→ **Stated task A**: In the excerpt on the Vijaya Bank loan case, what aggregate amount did A-1's proposals cover?
→ **Stated task B**: How many lines of the entries contain the word "green"? Give only the number.

───── Text provided

17. That Shri B.A. Srinivasan (A-1) prepared the credit process note himself and obtained the signatures of Shri Jyoti Prakash Shetty, the then Assistant Manager in the column of appraising official. Shri Nabeel Ahmed, the then Probationary Manager was also made to put his initials in the process note, merely as a token of his training. It is revealed that A-1 prepared the proposals for an aggregate amount of Rs 300 lakh (term loan of Rs 200 lakhs and cash credit of Rs 100 lakhs) as against the request for Rs 350 lakhs (term loan of Rs 200 lakhs; working capital of Rs 130 lakhs and bank guarantee of Rs 20 lakhs) without there being any clarification/justification for such reduction in the requirements of the applicant.
18. That Shri B. Lakshman (A-3) fraudulently submitted a forged Letter No. REFREF : SP : QT : 155 : 2011 dated 10-8-2011 purportedly signed as JAK, Partners, M/s V-Tech Engineering Enterprises along with quotations/proforma invoices for an aggregate amount of Rs 2,69,60,496 which were purportedly issued by M/s V-Tech Engineering Enterprises.
***
33. That Shri B.A. Srinivasan (A-1) was also fully aware that property offered as collateral security was in occupation of third parties (tenants). However, A-1 dishonestly and fraudulently chose to ignore this important fact, in spite of his field inspection and also the observations made by the valuer in his valuation report. Concurrent auditor of the Bank also pointed out this fact in her report adding that the tenants in occupation of collateral security would adversely affect the interests of the bank, in the event of necessity, to enforce sale of the property to recover its dues. It is also revealed that tenants were paying rents to Shri Nagesh s/o late Krishnappa, who sold the property to Shri Nilakanth Sanikop, from whom A-3 purchased the property. A-1 intentionally omitted to make any endeavour to ascertain the nature of rights of the tenants, despite the fact that in future it would affect the enforceability of the mortgaged property by the bank.
34. That Shri B.A. Srinivasan (A-1) also violated the extant rules of the bank by not abovesaid the Legal Audit Report, on the mortgaged property, prior to processing and sanctioning of loans to M/s Nikhara Electronics and Allied Tekchnics. Shri B.A. Srinivasan (A-1) obtained this report only on 19-4-2012, more than six months after the loan was sanctioned and disbursed.
35. By the abovesaid acts, Shri B.A. Srinivasan (A-1), the then AGM, Vijaya Bank, Mayo Hall Branch, Bangalore; M/s Nikhara Electronics and Allied Technics (A-2); Shri B. Lakshman alias Lakshman Reddy (A-3); Smt. Shanta Gowda (A-4); Shri S.V. Isloor (A-5) and Shri Venkataramana Bhat (A-6) committed the offences of cheating and personating as proprietor, M/s V-Tech Engineering Enterprises, committed forgery of documents such as quotations, cash/credit bills, vouchers, etc. for the purpose of cheating, using the forged documents as genuine in pursuance of the criminal conspiracy among themselves, thereby causing wrongful loss to the bank and corresponding gains to themselves and others. Investigation also establishes that Shri B.A. Srinivasan (A-1) committed the offence of criminal misconduct by gross abuse of his official position as the then AGM of Vijaya Bank, Mayo Hall Branch, Bangalore, and caused accrual of pecuniary advantage to the accused private persons, attracting the penal provisions of the Prevention of Corruption Act, 1988. That, the above acts of Shri B.A. Srinivasan (A-1), M/s Nikhara Electronics and Allied Technics (A-2), Shri B. Lakshman (A-3), Smt Shanta Gowda (A-4), Shri Shripad Vishwanath Isloor (A-5) and Shri Venkataramana Bhat (A-6) constitute offences punishable under Section 120-B r/w 420, 419, 468 & 471 IPC and 13(2) r/w 13(1)(d) of the Prevention of Corruption Act, 1988.

──────────
───── Data entries

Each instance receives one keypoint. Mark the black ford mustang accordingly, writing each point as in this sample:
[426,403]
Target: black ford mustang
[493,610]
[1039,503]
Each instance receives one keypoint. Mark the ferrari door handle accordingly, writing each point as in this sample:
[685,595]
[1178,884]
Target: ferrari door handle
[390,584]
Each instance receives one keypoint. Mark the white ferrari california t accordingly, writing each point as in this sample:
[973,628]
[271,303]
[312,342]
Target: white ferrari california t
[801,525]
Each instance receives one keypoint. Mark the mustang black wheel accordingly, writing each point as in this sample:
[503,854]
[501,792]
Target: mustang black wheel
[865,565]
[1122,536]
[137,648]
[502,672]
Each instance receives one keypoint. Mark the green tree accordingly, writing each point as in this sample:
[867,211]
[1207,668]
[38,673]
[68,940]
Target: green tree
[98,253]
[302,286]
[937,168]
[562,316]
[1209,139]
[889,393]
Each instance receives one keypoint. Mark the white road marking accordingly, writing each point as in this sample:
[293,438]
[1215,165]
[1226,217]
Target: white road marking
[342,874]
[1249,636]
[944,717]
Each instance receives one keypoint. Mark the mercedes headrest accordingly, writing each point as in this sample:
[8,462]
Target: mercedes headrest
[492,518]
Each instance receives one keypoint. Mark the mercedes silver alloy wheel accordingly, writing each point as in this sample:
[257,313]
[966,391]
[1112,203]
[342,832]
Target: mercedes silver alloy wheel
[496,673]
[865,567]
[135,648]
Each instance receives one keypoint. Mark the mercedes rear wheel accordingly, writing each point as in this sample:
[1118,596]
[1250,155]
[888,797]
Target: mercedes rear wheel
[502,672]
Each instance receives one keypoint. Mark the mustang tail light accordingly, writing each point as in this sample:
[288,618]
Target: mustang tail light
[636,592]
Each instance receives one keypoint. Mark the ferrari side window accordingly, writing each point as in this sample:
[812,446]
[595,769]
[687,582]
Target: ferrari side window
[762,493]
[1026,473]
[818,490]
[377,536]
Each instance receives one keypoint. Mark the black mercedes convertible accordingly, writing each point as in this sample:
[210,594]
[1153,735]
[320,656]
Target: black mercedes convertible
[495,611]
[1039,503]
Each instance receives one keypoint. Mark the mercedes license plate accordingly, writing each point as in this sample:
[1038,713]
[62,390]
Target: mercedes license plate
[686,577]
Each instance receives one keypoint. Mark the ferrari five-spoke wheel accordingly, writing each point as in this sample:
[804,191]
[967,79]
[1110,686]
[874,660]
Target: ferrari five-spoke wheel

──────────

→ **Written response A**: Rs 300 lakh: a term loan of Rs 200 lakhs and cash credit of Rs 100 lakhs.

→ **Written response B**: 2